### Job
Could you write out the listing lines between the one holding "reads [[60, 273]]." and the one holding "[[1026, 632], [590, 578]]", inclusive, with "drop the marker" replaced by "place the marker" and everything else left unchanged?

### Input records

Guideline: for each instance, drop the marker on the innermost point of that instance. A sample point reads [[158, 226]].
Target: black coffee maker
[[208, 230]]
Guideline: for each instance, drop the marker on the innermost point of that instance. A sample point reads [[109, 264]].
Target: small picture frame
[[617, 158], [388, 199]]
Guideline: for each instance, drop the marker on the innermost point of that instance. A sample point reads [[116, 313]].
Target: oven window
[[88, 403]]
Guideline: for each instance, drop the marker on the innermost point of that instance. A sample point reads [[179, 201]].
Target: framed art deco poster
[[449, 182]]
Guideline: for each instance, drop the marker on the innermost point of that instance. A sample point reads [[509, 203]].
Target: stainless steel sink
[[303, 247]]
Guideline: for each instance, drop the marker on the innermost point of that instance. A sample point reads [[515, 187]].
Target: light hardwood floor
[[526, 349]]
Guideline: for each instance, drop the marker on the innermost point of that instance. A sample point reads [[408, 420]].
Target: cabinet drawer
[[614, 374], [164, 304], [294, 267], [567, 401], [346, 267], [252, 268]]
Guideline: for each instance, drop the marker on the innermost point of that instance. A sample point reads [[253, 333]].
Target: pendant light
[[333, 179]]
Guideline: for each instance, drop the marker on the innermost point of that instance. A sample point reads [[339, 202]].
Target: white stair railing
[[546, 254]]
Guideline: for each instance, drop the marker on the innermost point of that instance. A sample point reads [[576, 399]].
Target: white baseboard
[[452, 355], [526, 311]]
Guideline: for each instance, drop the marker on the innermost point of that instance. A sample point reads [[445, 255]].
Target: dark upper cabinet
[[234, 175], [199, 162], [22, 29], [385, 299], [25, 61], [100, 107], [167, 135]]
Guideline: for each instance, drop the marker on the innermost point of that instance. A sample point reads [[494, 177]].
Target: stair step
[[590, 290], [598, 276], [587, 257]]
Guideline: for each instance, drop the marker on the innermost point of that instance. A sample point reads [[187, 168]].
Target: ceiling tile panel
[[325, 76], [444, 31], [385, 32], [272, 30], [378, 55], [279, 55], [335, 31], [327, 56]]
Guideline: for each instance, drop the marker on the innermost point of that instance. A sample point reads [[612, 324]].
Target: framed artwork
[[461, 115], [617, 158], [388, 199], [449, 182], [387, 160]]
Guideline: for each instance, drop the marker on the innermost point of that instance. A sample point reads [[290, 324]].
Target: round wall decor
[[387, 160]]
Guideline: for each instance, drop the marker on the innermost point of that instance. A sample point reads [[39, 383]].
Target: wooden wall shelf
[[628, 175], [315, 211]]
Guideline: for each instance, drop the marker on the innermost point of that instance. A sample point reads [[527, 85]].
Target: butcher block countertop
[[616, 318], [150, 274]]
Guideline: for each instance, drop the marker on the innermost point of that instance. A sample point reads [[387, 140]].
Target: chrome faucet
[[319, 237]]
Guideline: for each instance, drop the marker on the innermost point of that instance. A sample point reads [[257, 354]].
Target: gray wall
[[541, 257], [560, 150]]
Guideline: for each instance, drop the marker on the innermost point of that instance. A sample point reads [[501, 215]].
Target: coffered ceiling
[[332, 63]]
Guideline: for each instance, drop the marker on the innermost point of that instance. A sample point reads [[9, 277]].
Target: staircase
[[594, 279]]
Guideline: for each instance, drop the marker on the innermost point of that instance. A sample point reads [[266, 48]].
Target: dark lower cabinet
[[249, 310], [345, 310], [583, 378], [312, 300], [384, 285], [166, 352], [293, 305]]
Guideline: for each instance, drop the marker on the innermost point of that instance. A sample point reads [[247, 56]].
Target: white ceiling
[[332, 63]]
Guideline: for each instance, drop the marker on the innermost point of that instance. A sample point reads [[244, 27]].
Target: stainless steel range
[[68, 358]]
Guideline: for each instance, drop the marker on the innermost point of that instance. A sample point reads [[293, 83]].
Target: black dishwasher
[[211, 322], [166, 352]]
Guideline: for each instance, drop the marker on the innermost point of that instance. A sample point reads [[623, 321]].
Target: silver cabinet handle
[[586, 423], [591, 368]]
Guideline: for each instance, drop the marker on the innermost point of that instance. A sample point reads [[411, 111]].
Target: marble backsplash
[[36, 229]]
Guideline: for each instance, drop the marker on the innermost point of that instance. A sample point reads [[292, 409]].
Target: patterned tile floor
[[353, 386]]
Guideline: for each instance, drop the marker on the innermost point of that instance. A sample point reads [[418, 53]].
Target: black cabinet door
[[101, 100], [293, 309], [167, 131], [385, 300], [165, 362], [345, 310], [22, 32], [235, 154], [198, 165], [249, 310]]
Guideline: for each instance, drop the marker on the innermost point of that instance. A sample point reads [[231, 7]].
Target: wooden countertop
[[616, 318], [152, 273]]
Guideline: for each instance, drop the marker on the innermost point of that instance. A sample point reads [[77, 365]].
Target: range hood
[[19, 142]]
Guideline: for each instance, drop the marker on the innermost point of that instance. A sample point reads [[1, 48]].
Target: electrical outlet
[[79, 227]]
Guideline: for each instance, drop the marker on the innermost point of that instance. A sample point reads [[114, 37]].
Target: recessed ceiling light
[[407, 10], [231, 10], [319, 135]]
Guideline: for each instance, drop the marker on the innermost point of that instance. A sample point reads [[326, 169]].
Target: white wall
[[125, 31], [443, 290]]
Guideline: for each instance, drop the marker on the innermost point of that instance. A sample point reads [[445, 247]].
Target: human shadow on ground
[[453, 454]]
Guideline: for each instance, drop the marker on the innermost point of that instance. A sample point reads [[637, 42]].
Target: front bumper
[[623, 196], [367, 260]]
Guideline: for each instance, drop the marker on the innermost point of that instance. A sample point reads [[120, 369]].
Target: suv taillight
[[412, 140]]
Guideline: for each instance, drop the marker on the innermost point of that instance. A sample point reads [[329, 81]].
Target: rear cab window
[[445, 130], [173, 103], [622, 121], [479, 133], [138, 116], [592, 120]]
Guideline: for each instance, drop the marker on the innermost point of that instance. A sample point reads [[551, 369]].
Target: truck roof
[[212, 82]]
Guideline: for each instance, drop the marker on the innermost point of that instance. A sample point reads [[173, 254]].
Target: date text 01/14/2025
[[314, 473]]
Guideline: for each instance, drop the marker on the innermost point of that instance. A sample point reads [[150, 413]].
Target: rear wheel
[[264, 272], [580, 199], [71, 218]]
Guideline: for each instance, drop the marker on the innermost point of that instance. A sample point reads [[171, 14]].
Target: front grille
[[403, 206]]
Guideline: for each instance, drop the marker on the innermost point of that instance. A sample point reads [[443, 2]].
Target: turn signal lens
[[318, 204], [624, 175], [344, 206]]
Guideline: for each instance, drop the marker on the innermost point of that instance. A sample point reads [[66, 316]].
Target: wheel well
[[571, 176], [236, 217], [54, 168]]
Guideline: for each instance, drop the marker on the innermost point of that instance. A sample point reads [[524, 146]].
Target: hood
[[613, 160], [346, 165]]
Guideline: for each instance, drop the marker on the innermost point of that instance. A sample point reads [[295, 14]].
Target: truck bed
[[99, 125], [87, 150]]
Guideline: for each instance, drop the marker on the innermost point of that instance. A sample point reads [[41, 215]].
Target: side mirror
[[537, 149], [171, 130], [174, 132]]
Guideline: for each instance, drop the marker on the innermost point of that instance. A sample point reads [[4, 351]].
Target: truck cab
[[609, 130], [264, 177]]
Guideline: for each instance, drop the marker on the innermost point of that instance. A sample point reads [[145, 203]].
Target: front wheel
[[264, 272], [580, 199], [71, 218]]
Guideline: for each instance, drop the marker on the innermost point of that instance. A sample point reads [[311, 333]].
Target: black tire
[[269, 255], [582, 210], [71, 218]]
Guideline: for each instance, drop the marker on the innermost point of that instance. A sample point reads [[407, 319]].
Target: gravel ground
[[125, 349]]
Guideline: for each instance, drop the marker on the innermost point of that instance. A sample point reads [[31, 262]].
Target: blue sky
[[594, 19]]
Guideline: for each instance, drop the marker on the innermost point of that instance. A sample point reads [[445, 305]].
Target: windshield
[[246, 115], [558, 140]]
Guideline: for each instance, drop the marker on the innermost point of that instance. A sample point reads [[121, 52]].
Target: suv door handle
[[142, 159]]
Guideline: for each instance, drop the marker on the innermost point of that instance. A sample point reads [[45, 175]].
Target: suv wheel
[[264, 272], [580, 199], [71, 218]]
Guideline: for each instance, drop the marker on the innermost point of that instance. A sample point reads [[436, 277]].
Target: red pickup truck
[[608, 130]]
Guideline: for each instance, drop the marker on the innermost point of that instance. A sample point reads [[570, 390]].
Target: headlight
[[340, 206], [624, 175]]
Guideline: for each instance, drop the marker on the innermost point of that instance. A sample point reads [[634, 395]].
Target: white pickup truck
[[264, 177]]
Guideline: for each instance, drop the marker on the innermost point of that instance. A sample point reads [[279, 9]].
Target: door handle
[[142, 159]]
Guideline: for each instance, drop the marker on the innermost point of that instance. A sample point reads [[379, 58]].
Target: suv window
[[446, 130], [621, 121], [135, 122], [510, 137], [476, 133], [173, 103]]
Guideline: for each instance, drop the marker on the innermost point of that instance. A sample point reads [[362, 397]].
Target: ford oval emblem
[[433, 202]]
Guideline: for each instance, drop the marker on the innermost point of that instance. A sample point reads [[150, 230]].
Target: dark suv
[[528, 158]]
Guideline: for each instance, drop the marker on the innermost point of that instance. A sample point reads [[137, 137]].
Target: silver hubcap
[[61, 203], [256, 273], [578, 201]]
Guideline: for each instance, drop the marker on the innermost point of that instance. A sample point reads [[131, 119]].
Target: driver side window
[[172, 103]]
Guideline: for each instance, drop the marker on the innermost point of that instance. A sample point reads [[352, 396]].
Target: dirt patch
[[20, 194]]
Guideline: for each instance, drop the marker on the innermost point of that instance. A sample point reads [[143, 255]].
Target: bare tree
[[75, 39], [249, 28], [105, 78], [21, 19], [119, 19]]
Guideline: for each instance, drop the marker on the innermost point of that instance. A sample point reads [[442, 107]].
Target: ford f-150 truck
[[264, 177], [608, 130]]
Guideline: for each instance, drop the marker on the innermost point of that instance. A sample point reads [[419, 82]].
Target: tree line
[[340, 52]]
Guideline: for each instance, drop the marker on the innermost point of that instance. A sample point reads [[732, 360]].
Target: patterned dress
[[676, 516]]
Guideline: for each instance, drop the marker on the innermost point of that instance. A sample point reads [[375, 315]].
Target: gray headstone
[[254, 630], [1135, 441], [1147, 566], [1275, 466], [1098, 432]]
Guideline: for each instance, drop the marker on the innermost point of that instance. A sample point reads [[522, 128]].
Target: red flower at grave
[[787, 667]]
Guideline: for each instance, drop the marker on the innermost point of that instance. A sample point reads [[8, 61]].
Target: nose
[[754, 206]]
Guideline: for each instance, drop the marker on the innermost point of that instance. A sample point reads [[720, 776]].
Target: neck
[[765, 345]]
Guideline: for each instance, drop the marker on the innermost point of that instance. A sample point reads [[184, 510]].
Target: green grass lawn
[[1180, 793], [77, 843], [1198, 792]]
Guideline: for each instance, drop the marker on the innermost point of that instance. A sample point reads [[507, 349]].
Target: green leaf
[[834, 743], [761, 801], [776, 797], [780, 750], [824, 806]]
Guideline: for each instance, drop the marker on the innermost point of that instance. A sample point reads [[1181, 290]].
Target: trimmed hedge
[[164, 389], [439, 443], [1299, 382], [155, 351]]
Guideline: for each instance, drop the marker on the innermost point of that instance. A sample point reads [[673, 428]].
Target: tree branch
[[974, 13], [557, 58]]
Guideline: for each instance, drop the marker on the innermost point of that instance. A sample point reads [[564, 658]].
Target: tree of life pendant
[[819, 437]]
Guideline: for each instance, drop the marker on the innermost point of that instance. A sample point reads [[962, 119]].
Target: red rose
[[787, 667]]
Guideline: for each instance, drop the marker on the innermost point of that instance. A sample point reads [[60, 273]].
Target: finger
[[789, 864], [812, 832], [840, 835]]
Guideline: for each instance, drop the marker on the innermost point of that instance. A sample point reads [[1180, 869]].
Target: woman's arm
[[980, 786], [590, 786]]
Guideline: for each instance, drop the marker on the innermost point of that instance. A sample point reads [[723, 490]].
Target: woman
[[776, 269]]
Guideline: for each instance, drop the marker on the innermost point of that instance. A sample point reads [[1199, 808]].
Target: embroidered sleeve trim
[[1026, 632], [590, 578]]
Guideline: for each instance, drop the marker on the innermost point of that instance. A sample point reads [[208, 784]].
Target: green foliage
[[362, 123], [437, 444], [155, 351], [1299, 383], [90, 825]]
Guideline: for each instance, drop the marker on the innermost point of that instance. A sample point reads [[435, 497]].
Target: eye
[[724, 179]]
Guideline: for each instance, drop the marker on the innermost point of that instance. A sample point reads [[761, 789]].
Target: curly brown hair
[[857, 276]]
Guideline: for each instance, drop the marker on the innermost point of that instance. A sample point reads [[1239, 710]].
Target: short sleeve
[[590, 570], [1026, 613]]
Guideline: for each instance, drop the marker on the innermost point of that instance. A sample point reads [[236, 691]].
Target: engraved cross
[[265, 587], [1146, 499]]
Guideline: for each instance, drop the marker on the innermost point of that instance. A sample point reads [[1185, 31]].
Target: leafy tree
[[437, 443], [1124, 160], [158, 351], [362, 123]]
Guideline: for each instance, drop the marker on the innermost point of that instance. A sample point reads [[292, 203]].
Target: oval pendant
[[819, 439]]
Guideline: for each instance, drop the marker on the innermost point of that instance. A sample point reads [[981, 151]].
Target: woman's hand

### Output of the exercise
Guideline: for each instance, place the marker on the innermost point of that instance. A sample point reads [[60, 273]].
Target: finger
[[789, 864], [812, 832], [840, 835]]
Guideline: for each instance, place the marker on the innermost point of that instance. A sample point reads [[1180, 869]].
Target: woman's arm
[[980, 786], [590, 786]]
Guideline: for each instance, place the marker on the innermost point of that instance. A sample point reads [[723, 490]].
Target: woman
[[776, 269]]
Guideline: for each instance, place the marker on the innermost point of that instance. A sample point reads [[1199, 808]].
Target: embroidered sleeve trim
[[1026, 632], [590, 578]]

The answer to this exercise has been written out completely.